Extracted text below:

The impact of being a high-risk merchant

Undoubtedly, merchants classified as high-risk will pay more payment processing. Issuing banks would require a higher return to compensate for the higher risk they are taking on.

High-risk merchants will also be subject to rolling reserves. These reserves can be as high as 50% of all monthly transactions. Furthermore, depending on the issuing bank and the merchant processor, funds can be held for up to 180 days after a merchant account is closed.

Another drawback for some high-risk merchants is chargebacks. Some consumers of subscriptions or free trials often resort to chargebacks as their form of canceling services after having missed important deadlines to cancel service. The merchant can defend themselves against such chargebacks. However, merchants are still stuck with the chargeback fees. Also, the more chargebacks such merchants have, the higher their risk profile, and subsequently, their processing rates.

High-risk merchants can also be subject to higher fees, such as PCI compliance fees, Non-compliance fees, or additional costs to comply with more stringent measures to reduce processing fees to a more manageable level.

Steps merchants can take to mitigate their riskiness

Merchants should focus on finding a payment processor that understands their business and industry niche. Such merchant processors have already implemented the appropriate compliance tools while staying abreast of the latest technology.

Some technologies merchants should (more often a must) incorporate include;

3-D Secure – is an online authentication protocol for card not present transactions in conjunction with that transaction’s financial authorization. This additional layer of security is offered by all payment networks and can be incorporated into merchants’ payment processing by default.

Tokenization – is a storage method of securing data that is being used to process a payment. It simply takes essential data needed for payment processing and replaces that with a string of numbers.

End of Extracted text.
Given records below:

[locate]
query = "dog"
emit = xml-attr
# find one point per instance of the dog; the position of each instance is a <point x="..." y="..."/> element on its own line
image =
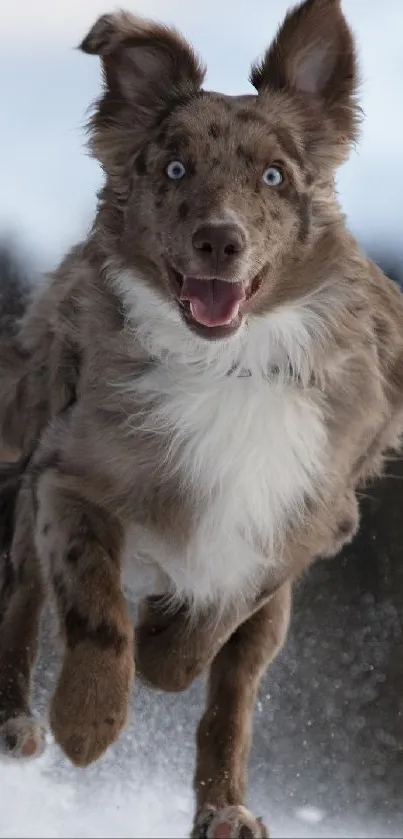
<point x="195" y="395"/>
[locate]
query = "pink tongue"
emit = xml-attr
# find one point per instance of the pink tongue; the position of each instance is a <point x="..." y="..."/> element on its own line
<point x="212" y="302"/>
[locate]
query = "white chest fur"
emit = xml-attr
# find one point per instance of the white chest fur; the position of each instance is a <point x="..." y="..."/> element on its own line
<point x="248" y="450"/>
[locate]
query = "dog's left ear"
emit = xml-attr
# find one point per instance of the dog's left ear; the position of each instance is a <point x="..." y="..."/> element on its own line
<point x="147" y="69"/>
<point x="313" y="54"/>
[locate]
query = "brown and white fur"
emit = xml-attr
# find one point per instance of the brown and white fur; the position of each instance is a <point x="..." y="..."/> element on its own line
<point x="203" y="452"/>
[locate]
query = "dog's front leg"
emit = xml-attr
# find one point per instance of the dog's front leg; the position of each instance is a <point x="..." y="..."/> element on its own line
<point x="80" y="546"/>
<point x="224" y="733"/>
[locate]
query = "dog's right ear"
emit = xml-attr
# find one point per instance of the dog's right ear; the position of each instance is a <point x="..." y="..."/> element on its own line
<point x="147" y="68"/>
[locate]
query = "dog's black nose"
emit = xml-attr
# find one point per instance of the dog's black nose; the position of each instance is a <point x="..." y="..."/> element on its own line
<point x="221" y="241"/>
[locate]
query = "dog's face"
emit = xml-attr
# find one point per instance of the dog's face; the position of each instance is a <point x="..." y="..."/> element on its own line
<point x="213" y="195"/>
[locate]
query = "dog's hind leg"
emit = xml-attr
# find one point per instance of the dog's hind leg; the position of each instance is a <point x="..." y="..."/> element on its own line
<point x="22" y="595"/>
<point x="224" y="733"/>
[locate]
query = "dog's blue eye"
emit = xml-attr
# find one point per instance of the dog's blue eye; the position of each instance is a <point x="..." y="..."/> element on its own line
<point x="273" y="176"/>
<point x="175" y="170"/>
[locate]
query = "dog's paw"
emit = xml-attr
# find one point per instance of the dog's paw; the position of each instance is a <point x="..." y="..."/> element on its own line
<point x="92" y="701"/>
<point x="22" y="737"/>
<point x="234" y="822"/>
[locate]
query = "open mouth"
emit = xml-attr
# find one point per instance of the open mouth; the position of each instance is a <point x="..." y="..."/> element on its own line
<point x="211" y="305"/>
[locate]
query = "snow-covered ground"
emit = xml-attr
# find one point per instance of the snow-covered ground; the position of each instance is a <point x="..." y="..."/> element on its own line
<point x="323" y="765"/>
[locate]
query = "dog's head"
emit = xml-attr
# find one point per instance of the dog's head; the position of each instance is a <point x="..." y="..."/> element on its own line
<point x="208" y="197"/>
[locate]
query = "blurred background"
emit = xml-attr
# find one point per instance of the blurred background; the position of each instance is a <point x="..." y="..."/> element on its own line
<point x="328" y="759"/>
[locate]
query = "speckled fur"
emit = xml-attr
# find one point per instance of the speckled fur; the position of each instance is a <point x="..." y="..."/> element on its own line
<point x="209" y="473"/>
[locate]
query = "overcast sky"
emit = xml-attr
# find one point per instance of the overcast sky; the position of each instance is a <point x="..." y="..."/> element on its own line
<point x="48" y="183"/>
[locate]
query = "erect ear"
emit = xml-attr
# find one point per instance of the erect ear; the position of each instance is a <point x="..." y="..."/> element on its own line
<point x="313" y="53"/>
<point x="146" y="66"/>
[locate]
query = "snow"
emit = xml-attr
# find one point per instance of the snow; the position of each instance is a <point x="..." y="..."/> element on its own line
<point x="326" y="754"/>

End of Given records.

Activity list
1. In the text on high-risk merchants, how long after a merchant account is closed can funds be held?
2. Extend the text on high-risk merchants, picking up after its last sentence.

Answers provided
1. Up to 180 days, depending on the issuing bank and the merchant processor.

2.
BIN checkers – merchants should ensure that the card details used in transactions are legitimate before processing payments. BIN (Bank Identification Number) is the first six digits in a credit or debit card number representing the issuing bank of the card. As a result of the BIN check, the credit card processor can quickly and securely establish the origin of consumer funds and process the transaction.

PCI Compliance functionality – this is a necessity for high-risk merchants to store cardholder data securely. Suppose a high-risk merchant offers eCommerce or subscription-based solutions. In that case, they should use a payment gateway that has PCI compliance capabilities built into their code where the consumer data is encrypted and securely stored. This capability can eliminate the need for consumers to re enter their payment info again if the payment gateway is equipped with this feature.

It is important to understand that high-risk classification isn’t necessarily a deal breaker to get a merchant account. Yes, it makes many merchant account providers more cautious, but it’s not the end of the world. Merchants should understand that high-risk is a specific risk category, and there are multiple reasons by issuing banks may classify merchants in that category. There are steps merchants can take to showcase how they mitigate the risk inherent for the type of niche industries they operate in. That can help in getting approved for a merchant account and minimize processing costs.